The regulation of osteoclasts is vital for maintaining balance in bone remodeling. Bone resorbing osteoclasts are derived from hemopoeitic cells of the monocyte/macrophage lineage and differentiate into multinucleated cells through multiple processes [19]. Osteoclast formation and activity are regulated by local factors and by stromal and osteoblast cells in the bone environment [20]. Several chemokines promote bone resorption by inducing osteoclast formation and survival and by directly inducing the migration and adhesion of leukocytes [21, 22]. For example, the expressions of macrophage inflammatory protein-1α (MIP-1α, CCL3) and MIP-1β (CCL4) in multiple myeloma cells were found to enhance osteolytic lesions by enhancing osteoclast formation and bone resorption, and, more recently, CCR2 was shown to increase expression of RANK and enhance RANK signaling in ovariectomized mice [23, 24]. Of the several osteoclastogenic factors, RANKL, which is expressed on stromal and osteoblast cells, is known to play an essential role in osteoclast differentiation and function. Furthermore, the regulation of RANKL expression is known to be important for preventing bone disorders caused by increased osteoclast formation.

In our experiments, CXCL10 increased RANKL expression in RA synoviocytes and directly increased RANKL expression in Jurkat/Hut 78 T cells or human CD4+ T cells. These results are compatible with our previous animal experiments showing that CXCL10 upregulated RANKL expression in mouse T cells and induced TRAP-positive osteoclast differentiation [18]. In both human and mouse systems, CXCL10 can induce RANKL expression, mainly in CD4+ T cells, and then may contribute to osteoclastogenesis.

▶ _Raw data_:
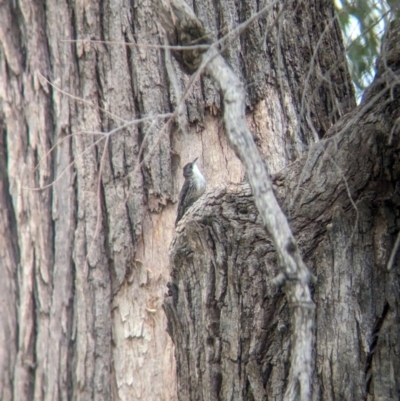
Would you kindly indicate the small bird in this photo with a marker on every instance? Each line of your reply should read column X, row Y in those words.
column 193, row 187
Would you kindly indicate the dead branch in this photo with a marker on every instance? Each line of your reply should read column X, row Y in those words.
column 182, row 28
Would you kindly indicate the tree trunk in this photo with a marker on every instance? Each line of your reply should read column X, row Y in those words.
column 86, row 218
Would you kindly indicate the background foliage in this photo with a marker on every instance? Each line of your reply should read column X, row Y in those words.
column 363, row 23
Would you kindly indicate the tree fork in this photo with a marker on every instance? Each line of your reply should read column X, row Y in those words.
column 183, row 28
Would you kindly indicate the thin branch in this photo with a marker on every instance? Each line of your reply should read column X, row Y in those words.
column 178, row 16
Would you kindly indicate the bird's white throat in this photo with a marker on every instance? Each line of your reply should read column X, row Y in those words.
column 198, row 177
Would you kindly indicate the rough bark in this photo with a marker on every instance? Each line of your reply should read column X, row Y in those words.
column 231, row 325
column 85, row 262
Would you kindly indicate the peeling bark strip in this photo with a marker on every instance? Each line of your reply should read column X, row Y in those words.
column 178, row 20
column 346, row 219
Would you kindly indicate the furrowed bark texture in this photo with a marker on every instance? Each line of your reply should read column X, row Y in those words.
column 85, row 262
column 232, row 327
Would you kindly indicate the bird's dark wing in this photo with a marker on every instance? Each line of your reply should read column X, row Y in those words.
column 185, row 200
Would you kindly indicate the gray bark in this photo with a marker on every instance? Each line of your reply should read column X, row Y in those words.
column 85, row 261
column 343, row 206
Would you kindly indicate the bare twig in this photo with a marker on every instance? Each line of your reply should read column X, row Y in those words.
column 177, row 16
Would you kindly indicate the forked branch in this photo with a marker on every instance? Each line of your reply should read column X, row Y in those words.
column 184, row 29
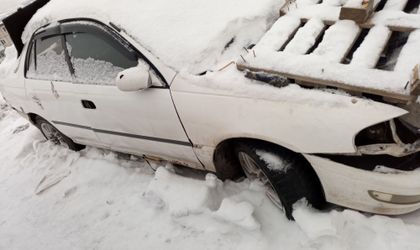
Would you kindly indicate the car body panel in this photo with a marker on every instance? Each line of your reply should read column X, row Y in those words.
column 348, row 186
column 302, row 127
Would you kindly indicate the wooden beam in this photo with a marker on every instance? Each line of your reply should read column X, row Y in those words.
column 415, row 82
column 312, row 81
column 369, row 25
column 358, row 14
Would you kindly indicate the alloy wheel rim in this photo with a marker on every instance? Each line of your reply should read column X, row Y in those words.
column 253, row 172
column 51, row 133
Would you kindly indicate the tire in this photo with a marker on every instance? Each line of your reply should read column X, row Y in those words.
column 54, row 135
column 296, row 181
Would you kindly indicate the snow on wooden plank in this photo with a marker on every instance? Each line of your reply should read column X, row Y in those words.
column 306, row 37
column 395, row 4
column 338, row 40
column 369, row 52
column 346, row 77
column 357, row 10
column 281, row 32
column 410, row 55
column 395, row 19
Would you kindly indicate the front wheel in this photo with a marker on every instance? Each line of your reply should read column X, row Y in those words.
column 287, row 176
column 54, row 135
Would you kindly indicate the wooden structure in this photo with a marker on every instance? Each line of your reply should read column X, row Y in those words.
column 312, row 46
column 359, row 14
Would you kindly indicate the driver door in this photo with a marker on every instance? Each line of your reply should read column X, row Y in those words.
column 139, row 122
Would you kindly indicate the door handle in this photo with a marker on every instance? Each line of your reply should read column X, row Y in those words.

▶ _Your assignment_: In the passage on osteoclast regulation, which cells are said to express RANKL?

▶ _Output below_: Stromal and osteoblast cells.